* [Text for analysis]:
*** Begin section ***
|Taking care of the little ones. |
We are here for you.
This is a reflective statement my mom uses when thinking back to the early years of her marriage. She was just 23 with three young children (my older brother, Wally, my twin brother, Larry, and me) dealing with financial struggles in a new home far away from everything and everyone she knew.
I'd ask, "How'd you handle it all?"
"You do what you have to do, I guess. And then you wonder later how you did it."
I feel a little bit like that right now with the upheaval casued by the Coronavirus. Last week I was teaching in a classroom in Manhattan. This week I'm starting remote teaching from my home 55 miles away (from my classroom), connecting with students who are now scattered across the country.
It's been a challenging, stressful week planning a huge shift in pedagogical methodology. Online classes for kindergartners?! What the hell does that look like? My colleagues and I rolled up our sleeves and immersed ourselves in learning about the various platforms and technology to do this. A week ago I knew nothing about Google classrooms, Zoom, or the many, many, websites and resources seemingly popping up everyday to support our work.
*** End section ***
* [Records shown]:
*** Begin section ***
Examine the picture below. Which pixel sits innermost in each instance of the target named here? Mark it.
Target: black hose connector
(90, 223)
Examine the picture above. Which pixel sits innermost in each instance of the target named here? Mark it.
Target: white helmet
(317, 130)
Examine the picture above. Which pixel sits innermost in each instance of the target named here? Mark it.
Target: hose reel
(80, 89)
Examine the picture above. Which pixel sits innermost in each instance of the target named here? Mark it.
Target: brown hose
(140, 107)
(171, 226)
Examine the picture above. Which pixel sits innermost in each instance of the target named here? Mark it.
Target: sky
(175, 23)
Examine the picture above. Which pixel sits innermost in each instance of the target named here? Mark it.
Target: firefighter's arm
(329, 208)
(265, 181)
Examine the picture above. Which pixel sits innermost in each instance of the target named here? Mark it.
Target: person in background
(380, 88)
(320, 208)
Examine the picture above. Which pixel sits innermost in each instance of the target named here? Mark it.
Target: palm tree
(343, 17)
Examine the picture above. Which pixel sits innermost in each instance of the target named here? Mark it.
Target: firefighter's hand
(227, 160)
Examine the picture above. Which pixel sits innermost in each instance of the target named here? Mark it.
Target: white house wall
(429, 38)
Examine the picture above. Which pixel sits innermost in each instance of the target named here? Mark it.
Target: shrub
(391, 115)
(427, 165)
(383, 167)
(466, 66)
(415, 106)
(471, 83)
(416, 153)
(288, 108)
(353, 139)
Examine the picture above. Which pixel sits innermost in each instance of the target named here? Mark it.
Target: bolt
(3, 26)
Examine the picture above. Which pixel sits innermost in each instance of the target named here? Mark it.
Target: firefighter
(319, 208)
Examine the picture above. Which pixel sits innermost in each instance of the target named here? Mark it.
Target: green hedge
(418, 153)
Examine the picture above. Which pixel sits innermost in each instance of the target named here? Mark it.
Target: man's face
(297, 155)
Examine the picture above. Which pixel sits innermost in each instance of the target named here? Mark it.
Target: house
*** End section ***
* [Set of tasks]:
1) In the reflection on remote teaching, how old was the writer's mother when she had three young children?
2) Pick up the reflection on remote teaching after its final sentence and carry it forward in the same voice.

* [Responses]:
1) She was 23.

2)
The shift has forced us to be creative. Creativity is something I embrace and the possibilities for what this could be is inspiring me and many of my coworkers. It has solidified us as a community of educators, sharing ideas and solving problems.
Teachers are teaming up to provide ASL versions of read alouds and lessons. My student teacher has adjusted her role a bit to provide support in ways I hadn't considered before. We dive into it all on Monday morning. We have a plan and a platform and hope that we'll figure the rest out as we go.
There is a great deal of talk out there about what this means for the future of education. As state tests are suspended and teacher evaluations are on hold, can we rethink the limits of our current modus operandi? Will the focus on connection, well-being, and individuation to help us reimagine our schools?
However we proceed, for the moment parents and teachers must work together more than ever before. I'm counting on them to help my class of 5-year-olds thrive in this crazy time. We are all going to do what we have to do, I guess.